**SOURCE TEXT:**
Subject: Re: Question about sa_upcall_userret() and sa_makeupcalls()
To: Nathan J.Williams <nathanw@wasabisystems.com>
From: Matt Thomas <matt@3am-software.com>
List: tech-kern
Date: 05/22/2007 18:41:17
On May 22, 2007, at 6:02 PM, Nathan J. Williams wrote:
> Rhialto <rhialto@falu.nl> writes:
>
>> On Fri 18 May 2007 at 11:42:28 -0700, Bill Stouder-Studenmund wrote:
>>> On Fri, May 18, 2007 at 02:52:31PM +1000, Daniel Carosone wrote:
>>>> If the upcall in question tells libpthread that the lwp has been
>>>> blocked, the upcall stack doesn't get recycled to process more
>>>> upcalls until the lwp later unblocks.
>>>
>>> I don't think that's fully correct.
>>>
>>> There are two different stacks involved. There's the stack of the
>>> thread
>>> that was running, made a system call, and got blocked, and then
>>> there's
>>> the stack for the upcall telling libpthread about the blockage.

**AVAILABLE DATA:**
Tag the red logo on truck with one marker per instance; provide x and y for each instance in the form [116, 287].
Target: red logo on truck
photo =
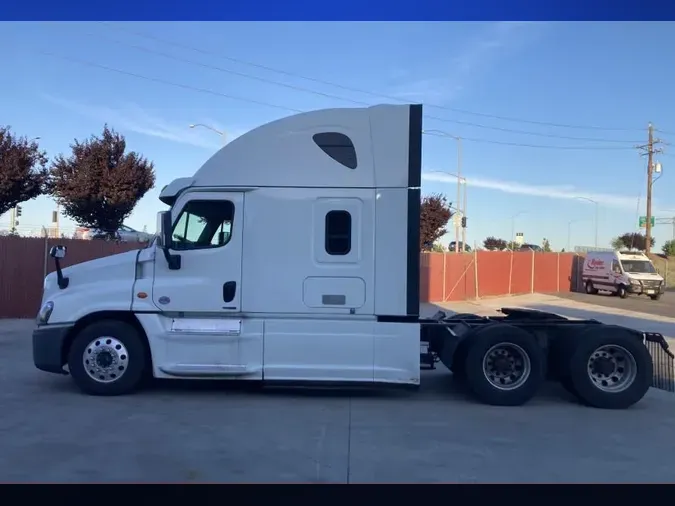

**GIVEN TASK:** Extend the mailing-list message about sa_upcall_userret() and sa_makeupcalls(), picking up right after its last line.

**OUTPUT FOR THIS EXERCISE:**
>>
>> Why do these need to be different stacks? I would think that a
>> blocked
>> stack would make a perfect candidate for temporary use for upcalls.
>>
>> I'm probably missing something here, because it seems too obvious :-)
>
> The SA/pthread library uses the stack as the thread ID, essentially,
> so things like locking wouldn't work properly, because the lock owner
> would be wrong.
Is there any reason why UNBLOCK upcalls couldn't be delivered on the
unblocking thread's stack? It's there, it's available, and it's
not going to be used until that thread is unblocked. and if it is
immediately unblocked, you're already there and running and can just
setcontext :)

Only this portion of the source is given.